Extracted data entries:
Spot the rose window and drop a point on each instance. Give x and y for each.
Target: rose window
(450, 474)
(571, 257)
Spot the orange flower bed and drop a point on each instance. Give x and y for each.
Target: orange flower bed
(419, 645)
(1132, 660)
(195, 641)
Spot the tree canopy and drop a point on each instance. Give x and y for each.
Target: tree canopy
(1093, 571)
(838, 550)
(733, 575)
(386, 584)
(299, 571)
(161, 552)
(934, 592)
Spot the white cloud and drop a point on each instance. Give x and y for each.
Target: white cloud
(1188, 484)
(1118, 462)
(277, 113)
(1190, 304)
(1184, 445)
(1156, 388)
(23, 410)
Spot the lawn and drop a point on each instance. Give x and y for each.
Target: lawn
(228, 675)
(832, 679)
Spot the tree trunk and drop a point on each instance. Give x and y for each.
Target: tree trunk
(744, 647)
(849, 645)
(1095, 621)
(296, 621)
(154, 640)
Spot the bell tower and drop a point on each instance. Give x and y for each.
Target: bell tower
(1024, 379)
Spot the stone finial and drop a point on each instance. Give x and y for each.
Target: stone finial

== Task to complete ==
All lines above that include the word "each" must be copied into the answer.

== The answer ==
Spot the rose window and drop a point on each instance. Give x and y for each.
Spot the orange flower bed and drop a point on each instance. Give x and y for each.
Spot the tree canopy and drop a point on each instance. Give x and y for each.
Spot the white cloud and drop a point on each instance. Give x and y for each.
Spot the lawn and drop a point on each instance. Give x and y for each.
Spot the tree trunk and drop a point on each instance. Give x and y for each.
Spot the bell tower and drop a point on each instance. Give x and y for each.
Spot the stone finial and drop a point on each instance. Give x and y for each.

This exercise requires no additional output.